[TASK DESCRIPTION] Your task is to give the listing below back word for word, pictures excluded.

[DATASET EXCERPTS]
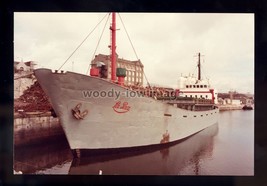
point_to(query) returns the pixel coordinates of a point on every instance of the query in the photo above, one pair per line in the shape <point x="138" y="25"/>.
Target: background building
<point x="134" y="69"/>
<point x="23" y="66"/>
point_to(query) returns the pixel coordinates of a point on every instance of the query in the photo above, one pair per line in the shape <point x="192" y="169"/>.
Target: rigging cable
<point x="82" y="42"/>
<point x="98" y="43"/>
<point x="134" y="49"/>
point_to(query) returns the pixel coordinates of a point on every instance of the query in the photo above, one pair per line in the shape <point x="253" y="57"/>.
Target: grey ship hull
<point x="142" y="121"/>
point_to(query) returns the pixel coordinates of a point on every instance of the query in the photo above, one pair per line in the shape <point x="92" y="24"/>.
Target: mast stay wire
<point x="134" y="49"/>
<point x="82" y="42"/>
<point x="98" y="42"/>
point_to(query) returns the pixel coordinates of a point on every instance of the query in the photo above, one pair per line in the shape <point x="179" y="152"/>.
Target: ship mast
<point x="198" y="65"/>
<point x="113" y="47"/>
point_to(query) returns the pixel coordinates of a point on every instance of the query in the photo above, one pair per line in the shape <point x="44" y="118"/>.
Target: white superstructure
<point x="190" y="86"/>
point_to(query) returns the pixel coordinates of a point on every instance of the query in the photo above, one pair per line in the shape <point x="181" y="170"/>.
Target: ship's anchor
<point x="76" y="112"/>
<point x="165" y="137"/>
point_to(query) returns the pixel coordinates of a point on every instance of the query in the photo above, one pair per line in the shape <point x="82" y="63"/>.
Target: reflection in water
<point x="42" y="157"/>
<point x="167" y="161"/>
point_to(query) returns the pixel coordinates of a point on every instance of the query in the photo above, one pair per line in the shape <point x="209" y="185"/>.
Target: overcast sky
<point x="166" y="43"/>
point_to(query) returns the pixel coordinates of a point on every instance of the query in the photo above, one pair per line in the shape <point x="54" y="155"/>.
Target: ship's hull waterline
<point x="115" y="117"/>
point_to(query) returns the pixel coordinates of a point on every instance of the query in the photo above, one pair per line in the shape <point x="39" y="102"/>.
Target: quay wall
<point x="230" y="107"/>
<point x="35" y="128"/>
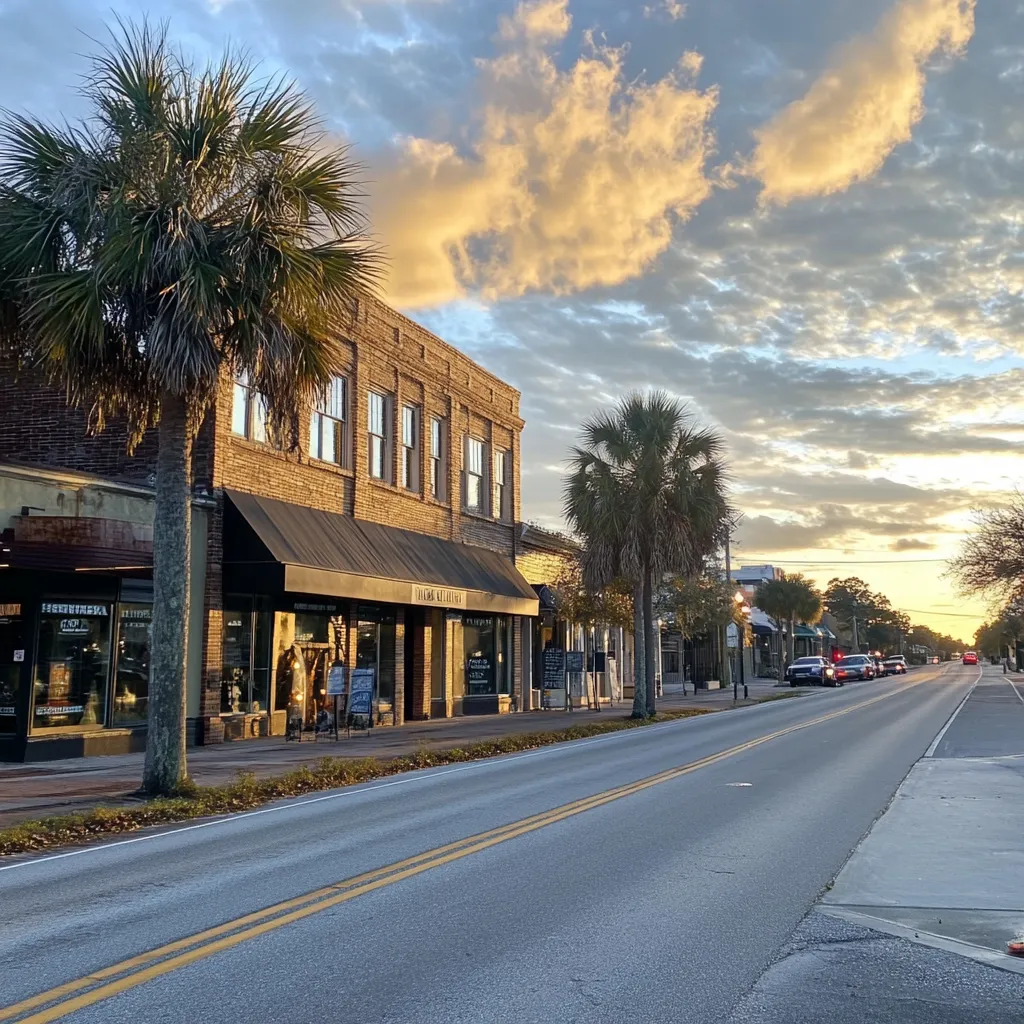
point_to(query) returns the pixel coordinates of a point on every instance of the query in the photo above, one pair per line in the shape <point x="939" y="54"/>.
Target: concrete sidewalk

[RESPONSE]
point_to(query) returns the pixel coordinates of a point on every instance of the query in the photo above, one pair per line in the shape <point x="138" y="25"/>.
Target: background building
<point x="134" y="69"/>
<point x="23" y="66"/>
point_to(query) returns the pixel coordinates of a point on every instance of the query in the photo above, one pair per line in the shape <point x="192" y="169"/>.
Target: rigging cable
<point x="82" y="42"/>
<point x="98" y="43"/>
<point x="134" y="49"/>
point_to(query) returns the pixel coordinates of a point on every instance of the query in the photo above, one pair per line in the shape <point x="253" y="57"/>.
Target: grey ship hull
<point x="142" y="121"/>
point_to(query) returns the pixel coordinates of a point on every instance of the query in the photo above, one pair per line in the shape <point x="92" y="24"/>.
Target: mast stay wire
<point x="134" y="49"/>
<point x="82" y="42"/>
<point x="98" y="42"/>
point_to(query) returns the pixel coordinates of a point on every instance of the query in the photo above, one pair per line in the shape <point x="179" y="152"/>.
Target: ship mast
<point x="198" y="65"/>
<point x="113" y="47"/>
point_to(query) returns the pixel coordinates of a point on every instance of the query in the photo above, one pair per line in the shape <point x="44" y="118"/>.
Target: white superstructure
<point x="190" y="86"/>
point_to(query) returns the pixel coordinates of a point on every instance of the query in the photo above, one pair per line in the shape <point x="181" y="170"/>.
Target: ship's anchor
<point x="76" y="112"/>
<point x="165" y="137"/>
point_to(query) returns the pixel coordinates of a point on every instance of the query in the photo above, one pair per line in the shape <point x="82" y="63"/>.
Target: reflection in water
<point x="42" y="157"/>
<point x="167" y="161"/>
point_to(query) returns the pixel coordinates of a point on every instance of the query in the photo above, one pair per line in the shape <point x="209" y="185"/>.
Target: overcast sky
<point x="166" y="43"/>
point_to(query) returns the pixel coordinates of a point on every instance of the query in the photo above, one pair per line in the shape <point x="54" y="155"/>.
Target: ship's hull waterline
<point x="115" y="117"/>
point_to(query) returns the pixel coordinates of a point on every instance of the query in the photo above, one pair per line in the shape <point x="39" y="102"/>.
Target: quay wall
<point x="230" y="107"/>
<point x="35" y="128"/>
point_to(query) returns the pixel coordinates of a point on every instance of the query in the photo above, one pair per line in the shape <point x="939" y="54"/>.
Target: concrete sidewalk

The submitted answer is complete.